## 1. Introduction

The diffusion of a pollutant in a geographical space, is a phenomenon whose main characteristics are the following: it is driven by complex physical and chemical laws influenced by local environmental parameters, it spreads out in a three dimensional space and, finally it is of dynamic nature. Two main approaches may be proposed to allow a spatial estimation of population exposure:

a “deterministic” approach which transforms estimated emissions derived from inventories into atmospheric concentrations (Hauglustaine (1998), and

a “probabilistic” approach which consists of spatializing concentrations obtained from an air quality monitoring network.

Predicting the pollutant concentration at a given point in space at a given time and assigning to that value an indication of its reliability is out of the scope of entirely deterministic models. By choosing a probabilistic framework geostatistics opens the way to models that can be characterized by actual observations for providing practical answers to a large variety of questions specifically related to risk analysis. Typical questions addressed by this approach are: “what is the probable value of the pollutant concentration at a specific location without measurement?”, “what is the probability that the admissible pollution level is reached at the same point?”. We must pay attention that unlike deterministic modelling, a sufficient number of measures is required to ensure reliable mapping.

This framework aims at considering the phenomenon under observation as an outcome of a random process (Matheron,1989). This process is represented by a random function Z(x, y, z, t) where x, y and z are the coordinates in a geographical three dimensional space and t is the time axis. For simplicity we will illustrate the intention of this article by reducing the work space to two dimensions, hence the random function is now noted Z(x,y). By reintroducing the third dimension of the space and especially the temporal component, new difficulties arise for specifying completely the models from actual data. These will be discussed later.

Geostatistics generally proposes that the whole set of possible random functions is restricted to stationary random functions, particularly regarding their mean and variance values.

Even with this important restriction the geostatistical framework is richer than other possible models, like, for instance, the purely statistical models which suppose that measures taken at two different points are not correlated. Clearly the pollution at two different location is likely to be more similar when these points are close than at a larger distance. Characterizing that correlation is at the centre of the geostatistical approach.

The methods developed under the geostatistical framework are many and depend on the nature of the question. Simple issues can be easily solved by linear geostatistical methods. When the questions are more complex, particularly when dealing with risk analysis, non linear geostatistical methods are applicable.

The outline of the chapter is:

reminders of the most important concepts underlying the geostatistical methods.

Activity 1:
Answer these questions using the introduction:
(a) What two approaches does it propose for estimating population exposure across space?
(b) To how many dimensions is the work space reduced to keep things simple?
(c) What do purely statistical models assume about measures taken at two different points?
Activity 2: Translate this sentence from the introduction into Spanish: "Simple issues can be easily solved by linear geostatistical methods."
You won't need the items for this.

Information supplied:
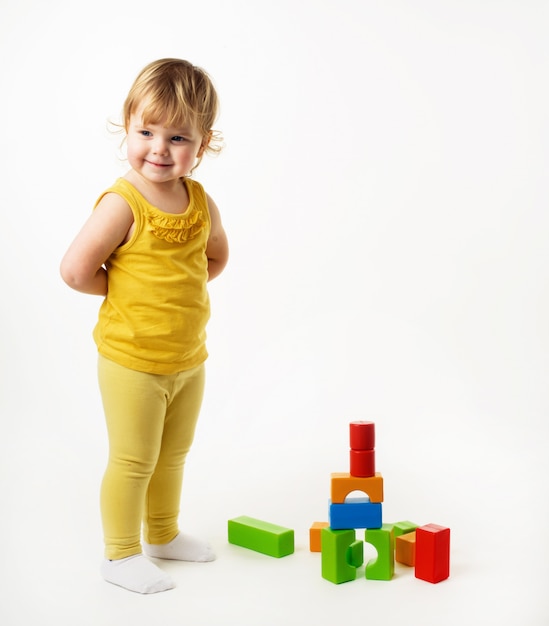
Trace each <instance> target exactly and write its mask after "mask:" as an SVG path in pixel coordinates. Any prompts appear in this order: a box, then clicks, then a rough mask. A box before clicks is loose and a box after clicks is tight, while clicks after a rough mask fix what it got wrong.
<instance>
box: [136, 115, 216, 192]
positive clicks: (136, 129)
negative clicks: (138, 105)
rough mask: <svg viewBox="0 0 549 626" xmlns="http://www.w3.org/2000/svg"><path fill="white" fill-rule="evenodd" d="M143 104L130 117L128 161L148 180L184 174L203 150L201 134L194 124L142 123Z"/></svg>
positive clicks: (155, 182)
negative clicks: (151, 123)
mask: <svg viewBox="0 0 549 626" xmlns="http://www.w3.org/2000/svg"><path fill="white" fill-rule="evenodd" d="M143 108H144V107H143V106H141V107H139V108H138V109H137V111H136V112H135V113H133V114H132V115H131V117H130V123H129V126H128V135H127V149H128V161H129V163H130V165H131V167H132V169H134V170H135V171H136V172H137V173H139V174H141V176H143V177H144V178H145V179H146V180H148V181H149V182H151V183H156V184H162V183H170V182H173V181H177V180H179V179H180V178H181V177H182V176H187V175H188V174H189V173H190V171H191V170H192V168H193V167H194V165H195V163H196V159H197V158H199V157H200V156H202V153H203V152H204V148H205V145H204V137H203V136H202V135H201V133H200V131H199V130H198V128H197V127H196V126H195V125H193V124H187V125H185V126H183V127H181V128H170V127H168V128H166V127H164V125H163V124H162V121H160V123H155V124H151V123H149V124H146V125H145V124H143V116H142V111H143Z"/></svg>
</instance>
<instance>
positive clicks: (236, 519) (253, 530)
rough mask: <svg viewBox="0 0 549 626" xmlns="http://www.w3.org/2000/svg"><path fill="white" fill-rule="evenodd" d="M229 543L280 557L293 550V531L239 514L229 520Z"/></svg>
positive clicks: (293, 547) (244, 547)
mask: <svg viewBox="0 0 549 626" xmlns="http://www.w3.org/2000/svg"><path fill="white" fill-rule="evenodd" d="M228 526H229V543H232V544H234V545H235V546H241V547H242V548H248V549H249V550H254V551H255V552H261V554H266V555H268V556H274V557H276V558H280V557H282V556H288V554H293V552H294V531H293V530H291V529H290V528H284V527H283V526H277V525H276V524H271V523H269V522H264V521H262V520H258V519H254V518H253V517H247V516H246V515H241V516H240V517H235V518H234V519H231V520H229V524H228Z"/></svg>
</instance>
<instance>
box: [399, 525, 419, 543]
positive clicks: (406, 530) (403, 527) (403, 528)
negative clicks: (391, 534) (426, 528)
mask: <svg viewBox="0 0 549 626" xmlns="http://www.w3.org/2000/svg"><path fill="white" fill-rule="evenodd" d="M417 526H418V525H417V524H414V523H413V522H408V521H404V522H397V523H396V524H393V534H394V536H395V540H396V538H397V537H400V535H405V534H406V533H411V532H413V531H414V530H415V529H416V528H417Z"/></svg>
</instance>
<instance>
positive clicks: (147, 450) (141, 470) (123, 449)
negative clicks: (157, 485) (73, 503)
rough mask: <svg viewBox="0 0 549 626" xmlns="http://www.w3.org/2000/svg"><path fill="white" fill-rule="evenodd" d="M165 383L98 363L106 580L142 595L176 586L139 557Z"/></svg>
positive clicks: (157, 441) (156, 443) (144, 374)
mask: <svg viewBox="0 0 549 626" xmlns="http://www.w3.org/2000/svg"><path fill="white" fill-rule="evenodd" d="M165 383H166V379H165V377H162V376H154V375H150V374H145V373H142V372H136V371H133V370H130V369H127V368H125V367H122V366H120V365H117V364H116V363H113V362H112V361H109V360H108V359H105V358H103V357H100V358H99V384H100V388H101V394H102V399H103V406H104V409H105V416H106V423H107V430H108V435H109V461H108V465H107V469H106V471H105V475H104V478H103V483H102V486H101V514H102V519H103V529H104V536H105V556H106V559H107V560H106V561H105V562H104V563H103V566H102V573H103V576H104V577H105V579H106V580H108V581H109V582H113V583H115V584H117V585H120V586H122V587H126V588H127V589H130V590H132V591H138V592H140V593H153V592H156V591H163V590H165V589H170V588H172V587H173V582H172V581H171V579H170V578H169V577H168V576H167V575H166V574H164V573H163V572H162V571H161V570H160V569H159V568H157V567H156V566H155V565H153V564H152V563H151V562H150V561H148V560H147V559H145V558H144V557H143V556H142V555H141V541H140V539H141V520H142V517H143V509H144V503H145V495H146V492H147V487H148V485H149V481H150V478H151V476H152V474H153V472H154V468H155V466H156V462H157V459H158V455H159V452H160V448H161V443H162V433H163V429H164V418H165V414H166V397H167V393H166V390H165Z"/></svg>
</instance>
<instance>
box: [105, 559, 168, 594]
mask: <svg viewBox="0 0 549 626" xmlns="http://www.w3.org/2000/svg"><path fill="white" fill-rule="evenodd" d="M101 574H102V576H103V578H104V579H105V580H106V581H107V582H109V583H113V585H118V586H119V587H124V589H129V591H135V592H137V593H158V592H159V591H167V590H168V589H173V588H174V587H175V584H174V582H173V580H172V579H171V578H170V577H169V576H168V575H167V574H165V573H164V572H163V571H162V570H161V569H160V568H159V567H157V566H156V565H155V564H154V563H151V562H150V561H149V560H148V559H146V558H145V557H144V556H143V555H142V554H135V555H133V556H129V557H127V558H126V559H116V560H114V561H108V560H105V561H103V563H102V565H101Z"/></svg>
==
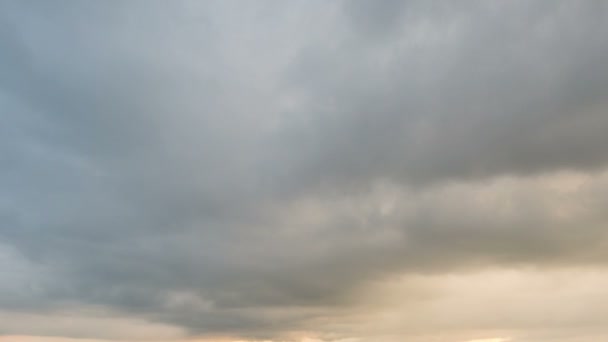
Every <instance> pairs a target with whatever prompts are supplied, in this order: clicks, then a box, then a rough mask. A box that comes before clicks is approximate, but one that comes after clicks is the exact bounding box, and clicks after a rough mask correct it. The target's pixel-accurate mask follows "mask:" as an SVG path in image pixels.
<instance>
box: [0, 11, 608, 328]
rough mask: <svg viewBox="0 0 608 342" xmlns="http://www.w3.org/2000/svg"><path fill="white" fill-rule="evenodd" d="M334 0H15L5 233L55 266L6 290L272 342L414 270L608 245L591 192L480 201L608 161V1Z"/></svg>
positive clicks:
--
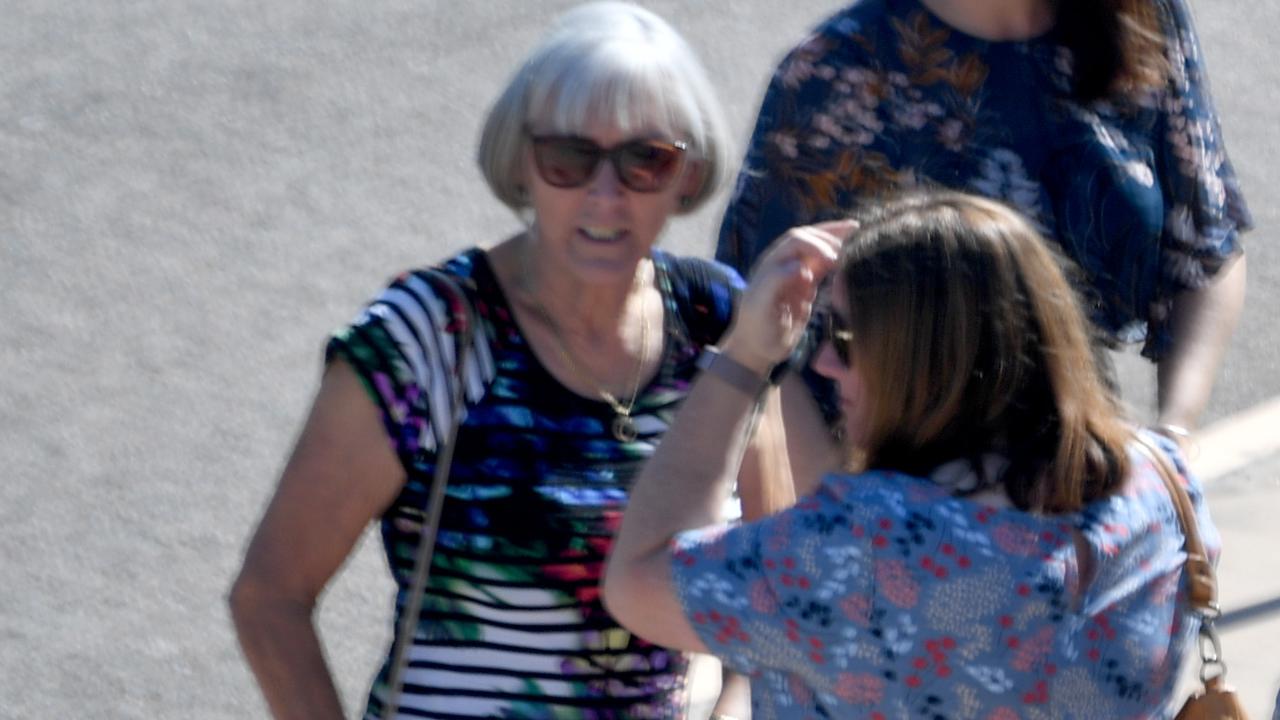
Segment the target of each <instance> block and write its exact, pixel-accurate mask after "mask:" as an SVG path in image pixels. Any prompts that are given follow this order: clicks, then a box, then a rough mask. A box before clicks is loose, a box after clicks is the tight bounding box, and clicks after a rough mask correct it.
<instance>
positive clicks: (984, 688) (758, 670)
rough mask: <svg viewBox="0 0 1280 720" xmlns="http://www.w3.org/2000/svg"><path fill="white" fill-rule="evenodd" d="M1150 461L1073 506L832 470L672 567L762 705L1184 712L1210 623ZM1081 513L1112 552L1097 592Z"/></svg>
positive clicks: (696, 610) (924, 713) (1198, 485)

Your solution 1:
(a) A "deterministic" approach and a "probabilistic" approach.
(b) Two dimensions.
(c) That they are not correlated.

Your solution 2: Los problemas sencillos pueden resolverse fácilmente mediante métodos geoestadísticos lineales.